Take the 2-minute tour ×
Stack Overflow is a question and answer site for professional and enthusiast programmers. It's 100% free, no registration required.

I came across an interesting algorithm question in an interview. I gave my answer but not sure whether there is any better idea. So I welcome everyone to write something about his/her ideas.

You have an empty set. Now elements are put into the set one by one. We assume all the elements are integers and they are distinct (according to the definition of set, we don't consider two elements with the same value).

Every time a new element is added to the set, the set's median value is asked. The median value is defined the same as in math: the middle element in a sorted list. Here, specially, when the size of set is even, assuming size of set = 2*x, the median element is the x-th element of the set.

An example: Start with an empty set, when 12 is added, the median is 12, when 7 is added, the median is 7, when 8 is added, the median is 8, when 11 is added, the median is 8, when 5 is added, the median is 8, when 16 is added, the median is 8, ...

Dataset rows showing where objects appear
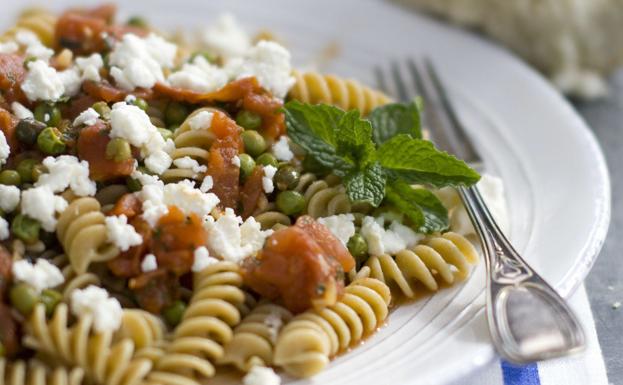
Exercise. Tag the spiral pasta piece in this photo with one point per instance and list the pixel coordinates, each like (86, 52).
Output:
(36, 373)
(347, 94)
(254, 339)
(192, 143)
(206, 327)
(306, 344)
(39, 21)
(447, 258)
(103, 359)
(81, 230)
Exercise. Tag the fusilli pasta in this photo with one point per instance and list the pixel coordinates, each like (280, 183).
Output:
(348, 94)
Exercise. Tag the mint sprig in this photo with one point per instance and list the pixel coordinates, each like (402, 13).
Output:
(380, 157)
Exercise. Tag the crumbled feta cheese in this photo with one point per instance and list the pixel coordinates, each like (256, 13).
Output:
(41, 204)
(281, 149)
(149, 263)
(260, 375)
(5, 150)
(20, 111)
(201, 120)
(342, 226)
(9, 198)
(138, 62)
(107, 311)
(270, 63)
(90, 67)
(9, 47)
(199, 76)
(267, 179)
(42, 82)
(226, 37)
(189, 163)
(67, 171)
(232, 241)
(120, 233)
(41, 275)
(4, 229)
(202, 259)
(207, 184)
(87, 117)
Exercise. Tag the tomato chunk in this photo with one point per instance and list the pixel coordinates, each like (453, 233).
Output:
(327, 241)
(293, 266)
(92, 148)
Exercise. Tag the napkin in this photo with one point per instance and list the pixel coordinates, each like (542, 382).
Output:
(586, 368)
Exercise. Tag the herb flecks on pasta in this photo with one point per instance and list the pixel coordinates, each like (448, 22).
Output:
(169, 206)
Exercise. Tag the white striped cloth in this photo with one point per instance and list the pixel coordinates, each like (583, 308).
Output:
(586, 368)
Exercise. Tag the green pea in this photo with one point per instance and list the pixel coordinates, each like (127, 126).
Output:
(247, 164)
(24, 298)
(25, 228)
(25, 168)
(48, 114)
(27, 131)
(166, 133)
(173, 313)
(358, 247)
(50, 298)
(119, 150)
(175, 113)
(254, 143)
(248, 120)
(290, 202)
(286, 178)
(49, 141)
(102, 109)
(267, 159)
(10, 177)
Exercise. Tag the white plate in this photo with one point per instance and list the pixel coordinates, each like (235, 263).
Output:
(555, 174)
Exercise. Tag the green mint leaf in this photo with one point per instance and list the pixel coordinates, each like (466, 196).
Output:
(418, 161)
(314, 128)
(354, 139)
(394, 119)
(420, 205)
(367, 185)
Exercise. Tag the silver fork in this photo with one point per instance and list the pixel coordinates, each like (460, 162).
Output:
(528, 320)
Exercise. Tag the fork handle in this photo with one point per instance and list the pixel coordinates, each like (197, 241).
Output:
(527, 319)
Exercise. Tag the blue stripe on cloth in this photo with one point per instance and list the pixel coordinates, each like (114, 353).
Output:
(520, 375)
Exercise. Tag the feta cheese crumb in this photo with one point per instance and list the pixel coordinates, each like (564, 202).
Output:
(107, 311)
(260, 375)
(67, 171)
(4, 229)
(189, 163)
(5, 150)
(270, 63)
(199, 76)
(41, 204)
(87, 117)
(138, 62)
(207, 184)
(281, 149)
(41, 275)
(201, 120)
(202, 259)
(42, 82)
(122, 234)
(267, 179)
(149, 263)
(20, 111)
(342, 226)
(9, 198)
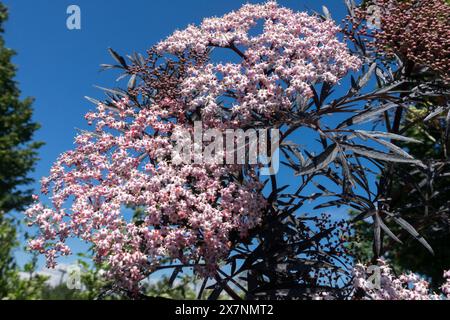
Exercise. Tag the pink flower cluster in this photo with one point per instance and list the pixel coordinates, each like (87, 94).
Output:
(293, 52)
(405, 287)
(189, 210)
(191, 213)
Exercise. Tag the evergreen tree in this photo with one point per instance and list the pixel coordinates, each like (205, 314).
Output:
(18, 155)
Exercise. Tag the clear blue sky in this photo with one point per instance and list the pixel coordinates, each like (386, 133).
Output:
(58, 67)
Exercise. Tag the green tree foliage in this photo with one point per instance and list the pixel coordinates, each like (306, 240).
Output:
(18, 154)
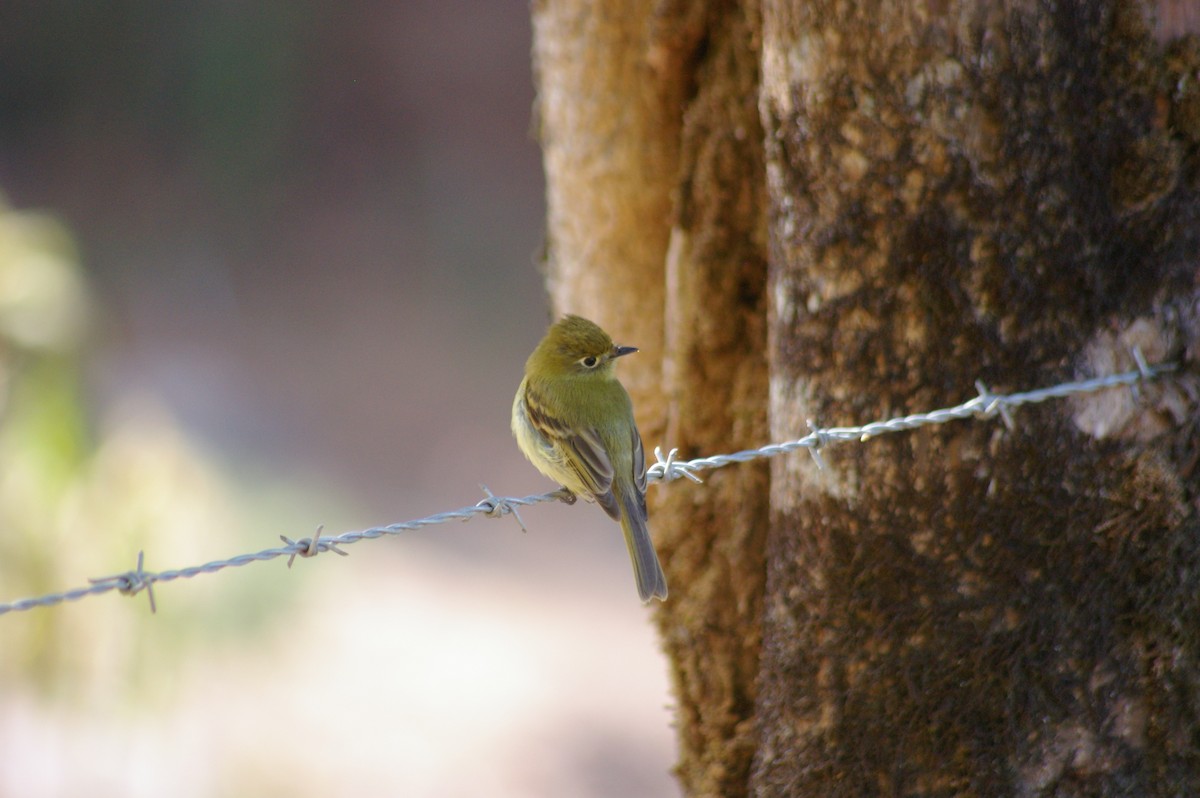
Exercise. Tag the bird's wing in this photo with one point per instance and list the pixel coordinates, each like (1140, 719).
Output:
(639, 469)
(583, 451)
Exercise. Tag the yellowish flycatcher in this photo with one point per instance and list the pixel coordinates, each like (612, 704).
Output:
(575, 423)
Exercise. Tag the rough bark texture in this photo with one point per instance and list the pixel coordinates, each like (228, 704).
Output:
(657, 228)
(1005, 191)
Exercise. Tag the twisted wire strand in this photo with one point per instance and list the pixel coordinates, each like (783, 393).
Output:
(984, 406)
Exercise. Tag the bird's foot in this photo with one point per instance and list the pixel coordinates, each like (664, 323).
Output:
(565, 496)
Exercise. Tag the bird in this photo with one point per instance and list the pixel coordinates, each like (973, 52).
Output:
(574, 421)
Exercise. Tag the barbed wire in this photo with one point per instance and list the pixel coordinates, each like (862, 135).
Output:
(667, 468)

• **EXERCISE TASKS**:
1. Retype the passage of the running-median question between "Take the 2-minute" and "the same value).", inclusive.
2. In the running-median question, list in order every integer that the example adds to the set.

• **TASK-BY-TASK ANSWERS**:
1.
Take the 2-minute tour ×
Stack Overflow is a question and answer site for professional and enthusiast programmers. It's 100% free, no registration required.

I came across an interesting algorithm question in an interview. I gave my answer but not sure whether there is any better idea. So I welcome everyone to write something about his/her ideas.

You have an empty set. Now elements are put into the set one by one. We assume all the elements are integers and they are distinct (according to the definition of set, we don't consider two elements with the same value).

2. 12, 7, 8, 11, 5, 16